====== DATA FOR REVIEW
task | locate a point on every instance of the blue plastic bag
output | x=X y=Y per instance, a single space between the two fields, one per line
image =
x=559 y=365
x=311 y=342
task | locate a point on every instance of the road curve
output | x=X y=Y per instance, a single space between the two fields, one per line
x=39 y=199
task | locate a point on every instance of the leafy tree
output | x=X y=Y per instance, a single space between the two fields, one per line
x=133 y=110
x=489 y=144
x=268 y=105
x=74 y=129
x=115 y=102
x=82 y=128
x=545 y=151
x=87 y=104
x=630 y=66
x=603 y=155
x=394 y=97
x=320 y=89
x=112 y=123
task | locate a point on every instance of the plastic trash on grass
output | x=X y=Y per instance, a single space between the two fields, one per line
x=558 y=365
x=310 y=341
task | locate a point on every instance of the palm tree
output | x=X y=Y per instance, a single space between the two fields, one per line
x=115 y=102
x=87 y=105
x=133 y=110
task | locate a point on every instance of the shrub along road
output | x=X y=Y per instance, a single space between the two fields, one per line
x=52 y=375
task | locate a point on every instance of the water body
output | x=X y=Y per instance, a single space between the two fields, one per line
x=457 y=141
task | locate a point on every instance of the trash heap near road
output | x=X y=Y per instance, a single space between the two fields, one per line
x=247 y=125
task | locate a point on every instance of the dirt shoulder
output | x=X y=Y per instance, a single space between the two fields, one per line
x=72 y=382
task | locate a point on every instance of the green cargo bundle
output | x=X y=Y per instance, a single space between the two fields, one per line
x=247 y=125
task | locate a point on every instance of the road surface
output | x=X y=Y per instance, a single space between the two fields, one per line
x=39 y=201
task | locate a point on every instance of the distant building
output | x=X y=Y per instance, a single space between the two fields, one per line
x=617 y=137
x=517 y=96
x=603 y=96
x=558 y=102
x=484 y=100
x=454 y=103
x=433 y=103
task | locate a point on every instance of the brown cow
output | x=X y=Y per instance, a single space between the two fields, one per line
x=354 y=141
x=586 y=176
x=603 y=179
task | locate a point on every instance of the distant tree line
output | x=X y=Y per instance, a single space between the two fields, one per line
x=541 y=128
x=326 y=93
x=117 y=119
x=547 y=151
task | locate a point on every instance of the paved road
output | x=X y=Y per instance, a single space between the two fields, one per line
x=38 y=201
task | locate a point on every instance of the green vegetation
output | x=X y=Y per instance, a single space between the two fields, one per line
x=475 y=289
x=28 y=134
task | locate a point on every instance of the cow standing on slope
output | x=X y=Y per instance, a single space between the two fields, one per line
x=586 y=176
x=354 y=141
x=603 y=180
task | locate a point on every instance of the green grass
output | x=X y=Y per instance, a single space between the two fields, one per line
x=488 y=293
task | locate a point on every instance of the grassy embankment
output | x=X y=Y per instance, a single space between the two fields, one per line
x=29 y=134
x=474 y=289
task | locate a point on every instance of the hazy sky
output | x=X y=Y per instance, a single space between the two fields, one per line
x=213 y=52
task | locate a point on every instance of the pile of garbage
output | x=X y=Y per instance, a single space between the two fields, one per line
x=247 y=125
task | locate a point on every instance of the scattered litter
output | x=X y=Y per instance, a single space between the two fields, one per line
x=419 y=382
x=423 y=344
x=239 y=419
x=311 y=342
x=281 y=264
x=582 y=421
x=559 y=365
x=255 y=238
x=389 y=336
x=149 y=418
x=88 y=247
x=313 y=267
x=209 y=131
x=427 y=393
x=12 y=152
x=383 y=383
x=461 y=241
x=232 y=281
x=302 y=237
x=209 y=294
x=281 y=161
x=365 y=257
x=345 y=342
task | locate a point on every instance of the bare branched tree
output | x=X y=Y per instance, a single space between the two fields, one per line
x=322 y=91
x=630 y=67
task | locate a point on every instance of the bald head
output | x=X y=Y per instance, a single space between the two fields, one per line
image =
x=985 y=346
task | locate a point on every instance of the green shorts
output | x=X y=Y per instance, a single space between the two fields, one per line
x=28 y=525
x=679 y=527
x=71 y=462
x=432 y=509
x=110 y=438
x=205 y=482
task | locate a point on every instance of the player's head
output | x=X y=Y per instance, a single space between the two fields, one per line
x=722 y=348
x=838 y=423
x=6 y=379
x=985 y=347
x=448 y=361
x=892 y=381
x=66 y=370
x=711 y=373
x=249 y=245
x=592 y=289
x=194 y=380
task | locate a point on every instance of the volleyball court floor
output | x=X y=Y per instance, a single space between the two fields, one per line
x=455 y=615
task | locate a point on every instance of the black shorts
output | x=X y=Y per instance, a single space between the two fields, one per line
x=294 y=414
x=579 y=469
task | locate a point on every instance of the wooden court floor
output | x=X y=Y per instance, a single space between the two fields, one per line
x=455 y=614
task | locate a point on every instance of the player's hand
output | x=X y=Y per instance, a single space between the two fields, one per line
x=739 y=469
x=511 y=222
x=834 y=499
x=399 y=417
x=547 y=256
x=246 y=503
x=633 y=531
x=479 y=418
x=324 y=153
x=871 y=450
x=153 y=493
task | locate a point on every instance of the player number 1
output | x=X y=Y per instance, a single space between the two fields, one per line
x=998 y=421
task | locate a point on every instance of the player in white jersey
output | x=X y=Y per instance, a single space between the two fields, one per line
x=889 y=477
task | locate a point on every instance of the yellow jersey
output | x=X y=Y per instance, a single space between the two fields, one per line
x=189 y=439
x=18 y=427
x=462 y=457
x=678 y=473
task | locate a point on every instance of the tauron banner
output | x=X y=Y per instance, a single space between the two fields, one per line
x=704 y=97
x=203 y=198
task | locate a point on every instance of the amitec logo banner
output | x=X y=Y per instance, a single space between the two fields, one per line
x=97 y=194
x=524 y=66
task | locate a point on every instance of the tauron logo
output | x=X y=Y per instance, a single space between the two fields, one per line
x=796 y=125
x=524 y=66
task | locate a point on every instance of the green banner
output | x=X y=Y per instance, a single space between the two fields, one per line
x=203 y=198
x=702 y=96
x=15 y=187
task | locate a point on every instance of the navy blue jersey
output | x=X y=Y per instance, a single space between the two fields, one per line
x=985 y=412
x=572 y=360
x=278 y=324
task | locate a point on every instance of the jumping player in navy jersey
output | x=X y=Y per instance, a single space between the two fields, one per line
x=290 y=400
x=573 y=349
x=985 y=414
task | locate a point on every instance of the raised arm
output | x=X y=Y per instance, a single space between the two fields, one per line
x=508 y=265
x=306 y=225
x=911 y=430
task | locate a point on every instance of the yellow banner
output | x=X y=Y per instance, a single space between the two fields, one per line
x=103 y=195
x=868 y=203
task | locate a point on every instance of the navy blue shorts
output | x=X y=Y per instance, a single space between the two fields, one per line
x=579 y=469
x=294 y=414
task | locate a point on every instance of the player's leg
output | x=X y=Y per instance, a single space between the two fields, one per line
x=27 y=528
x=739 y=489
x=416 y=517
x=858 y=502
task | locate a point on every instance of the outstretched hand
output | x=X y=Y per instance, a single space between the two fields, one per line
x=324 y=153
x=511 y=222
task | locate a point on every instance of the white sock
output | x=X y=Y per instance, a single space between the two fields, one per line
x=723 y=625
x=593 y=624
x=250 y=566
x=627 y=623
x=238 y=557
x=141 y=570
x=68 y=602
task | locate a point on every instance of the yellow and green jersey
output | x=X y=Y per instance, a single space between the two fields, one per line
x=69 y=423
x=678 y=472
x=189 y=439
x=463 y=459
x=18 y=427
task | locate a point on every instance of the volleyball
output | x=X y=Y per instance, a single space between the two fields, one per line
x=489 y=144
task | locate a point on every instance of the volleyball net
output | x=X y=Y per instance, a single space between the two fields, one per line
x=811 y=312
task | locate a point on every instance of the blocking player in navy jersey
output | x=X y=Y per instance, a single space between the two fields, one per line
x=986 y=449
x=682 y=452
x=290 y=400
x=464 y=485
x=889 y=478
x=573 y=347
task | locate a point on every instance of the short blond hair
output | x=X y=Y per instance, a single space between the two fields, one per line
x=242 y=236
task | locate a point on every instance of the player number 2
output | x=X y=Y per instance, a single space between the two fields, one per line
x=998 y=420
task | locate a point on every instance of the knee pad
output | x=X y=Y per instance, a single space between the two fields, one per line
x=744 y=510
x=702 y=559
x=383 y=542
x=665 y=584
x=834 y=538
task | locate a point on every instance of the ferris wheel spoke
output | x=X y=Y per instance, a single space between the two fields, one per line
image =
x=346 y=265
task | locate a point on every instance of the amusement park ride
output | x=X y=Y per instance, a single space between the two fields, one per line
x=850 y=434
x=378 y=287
============
EXERCISE BRIEF
Reproduce exactly, please, only the lines from the start of the data above to the line that contains "task | locate a point on every instance of the trash", with both ends kept.

RESPONSE TO THIS TASK
task | locate a point on every instance of the blue plastic bag
output | x=X y=Y per instance, a single space between the two fields, one per line
image =
x=559 y=365
x=311 y=342
task | locate a point on every instance of the road curve
output | x=X y=Y per instance, a single space between the two fields, one per line
x=39 y=199
task | locate a point on every instance of the leafy tree
output | x=X y=Y per instance, a single space between the two fields, one per line
x=133 y=110
x=489 y=144
x=268 y=105
x=74 y=129
x=115 y=102
x=82 y=128
x=545 y=151
x=87 y=104
x=630 y=66
x=603 y=155
x=394 y=97
x=320 y=89
x=112 y=123
task | locate a point on every instance of the plastic trash on grass
output | x=X y=Y per instance, a single space between the two fields, one per line
x=558 y=365
x=310 y=341
task | locate a point on every instance of the palm tree
output | x=X y=Y per instance, a single space between the two fields, one per line
x=115 y=102
x=87 y=105
x=133 y=110
task | locate a point on every instance of the shrub along road
output | x=X y=Y per instance, a single space between the two fields, one per line
x=52 y=375
task | locate a point on every instance of the water body
output | x=X y=Y per instance, a single space between the two fields, one per line
x=457 y=141
task | locate a point on every instance of the trash heap near road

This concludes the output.